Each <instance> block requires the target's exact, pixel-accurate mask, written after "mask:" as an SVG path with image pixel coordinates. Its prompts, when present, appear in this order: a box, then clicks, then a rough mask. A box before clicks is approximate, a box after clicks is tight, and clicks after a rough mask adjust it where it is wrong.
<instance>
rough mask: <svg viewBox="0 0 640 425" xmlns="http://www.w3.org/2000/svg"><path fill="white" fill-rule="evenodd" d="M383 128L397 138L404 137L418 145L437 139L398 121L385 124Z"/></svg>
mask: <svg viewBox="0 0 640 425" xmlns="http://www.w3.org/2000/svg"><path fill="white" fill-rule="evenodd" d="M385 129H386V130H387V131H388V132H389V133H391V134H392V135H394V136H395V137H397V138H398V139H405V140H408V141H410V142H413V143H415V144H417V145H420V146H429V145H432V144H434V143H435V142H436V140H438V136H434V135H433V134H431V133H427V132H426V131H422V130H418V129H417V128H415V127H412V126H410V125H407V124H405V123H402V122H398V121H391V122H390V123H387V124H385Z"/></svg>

_ _ _

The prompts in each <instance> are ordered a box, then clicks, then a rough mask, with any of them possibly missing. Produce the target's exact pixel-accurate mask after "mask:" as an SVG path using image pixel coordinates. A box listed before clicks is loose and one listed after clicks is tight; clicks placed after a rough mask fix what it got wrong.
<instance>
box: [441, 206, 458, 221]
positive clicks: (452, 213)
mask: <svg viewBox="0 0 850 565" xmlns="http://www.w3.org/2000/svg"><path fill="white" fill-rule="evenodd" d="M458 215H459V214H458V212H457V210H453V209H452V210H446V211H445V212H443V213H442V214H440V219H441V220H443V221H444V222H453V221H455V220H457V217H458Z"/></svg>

_ _ _

Reply with nothing but a number. State how many lines in the records hold the word "instance".

4